● YOUR INSTRUCTIONS: Your task is to reproduce the entries below word for word.

● DATA SHOWN:

§

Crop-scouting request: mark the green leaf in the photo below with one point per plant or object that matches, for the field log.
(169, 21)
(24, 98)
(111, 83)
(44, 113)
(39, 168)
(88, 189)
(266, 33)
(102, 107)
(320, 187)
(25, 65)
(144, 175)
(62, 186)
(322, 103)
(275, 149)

§

● ANSWER FOR THIS EXERCISE:
Crop-scouting request: mark the green leaf in the photo below with one point per plant or object that matches, for the field log.
(169, 21)
(24, 98)
(111, 83)
(44, 113)
(39, 168)
(88, 189)
(266, 33)
(102, 107)
(320, 187)
(25, 65)
(144, 175)
(62, 186)
(322, 103)
(275, 149)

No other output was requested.